__Document segment__
..............................

One ceiling note: Box 3 was capped at the $176,100 Social Security wage base for 2025, so the wage test tops out there. A $500,000 executive and a $180,000 manager show the same $176,100, and both are over the line. The cap offers no way out.
Who escapes the Roth mandate
The exceptions fall out of the wage definition. Partners and sole proprietors have self-employment earnings, not §3121(a) wages, so a solo 401(k) owner who takes no W-2 keeps making pretax catch-ups at any income level. An S corporation owner is different: the W-2 the company issues is FICA wages, so a salary over $150,000 puts the owner squarely under the mandate. New hires escape their first year, because they have no prior-year wages from the employer sponsoring the plan; a job change buys exactly one more pretax catch-up year. And anyone under 50 has no catch-up to worry about in the first place.
The harshest edge cuts the other way. If a plan offers no designated Roth feature, §414(v)(7)(B) bars affected high earners from making any catch-up contribution at all. Most large plans added Roth years ago, but owner-only and small plans that never bothered now have a real reason to amend. The final regulations also bless a deemed Roth election: a plan may automatically treat catch-up dollars from covered participants as Roth once the $24,500 deferral limit is reached, as long as the participant gets an effective chance to opt out of contributing.
- 2025 salary from the employer sponsoring the plan
- $275,000
- 2025 W-2 Box 3 wages (capped at the Social Security wage base)
- $176,100
- 2026 pretax elective deferral, IRC §402(g) limit
- $24,500
- Age-50 catch-up, now required to be Roth
- $8,000
- Total 2026 deferrals
- $32,500
- Extra 2026 federal tax on the Roth catch-up at a 32% rate
- $2,560
2026 plan limits per Notice 2025-67; 2025 Social Security wage base of $176,100 per SSA. Assumes a calendar-year plan and a 32% marginal federal rate. State income tax ignored.

..............................

__Given material__
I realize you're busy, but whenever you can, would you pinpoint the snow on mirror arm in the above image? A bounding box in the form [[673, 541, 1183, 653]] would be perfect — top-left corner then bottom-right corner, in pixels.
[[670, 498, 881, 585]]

..............................

__What this exercise asks__
a. Set down the part of the Roth catch-up passage from "One ceiling note: Box" up to and including "no way out.", word for word.
b. Answer these questions using the Roth catch-up passage:
(i) What was the Social Security wage base for 2025?
(ii) Under §414(v)(7)(B), what happens to affected high earners when a plan offers no designated Roth feature?
(iii) What marginal federal rate does the passage assume?
c. For each statement, say whether it agrees with the Roth catch-up passage. Answer yes or no and quote the words that decide it.
(i) A solo 401(k) owner who takes no W-2 must make catch-up contributions as Roth.
(ii) New hires are exempt from the mandate in their first year.
(iii) State income tax is included in the figures.
None of the material has any bearing on this work.

__Exercise solutions__
a.
One ceiling note: Box 3 was capped at the $176,100 Social Security wage base for 2025, so the wage test tops out there. A $500,000 executive and a $180,000 manager show the same $176,100, and both are over the line. The cap offers no way out.

b.
(i) $176,100.
(ii) They are barred from making any catch-up contribution at all.
(iii) 32%.

c.
(i) No: "a solo 401(k) owner who takes no W-2 keeps making pretax catch-ups at any income level."
(ii) Yes: "New hires escape their first year, because they have no prior-year wages from the employer sponsoring the plan"
(iii) No: "State income tax ignored."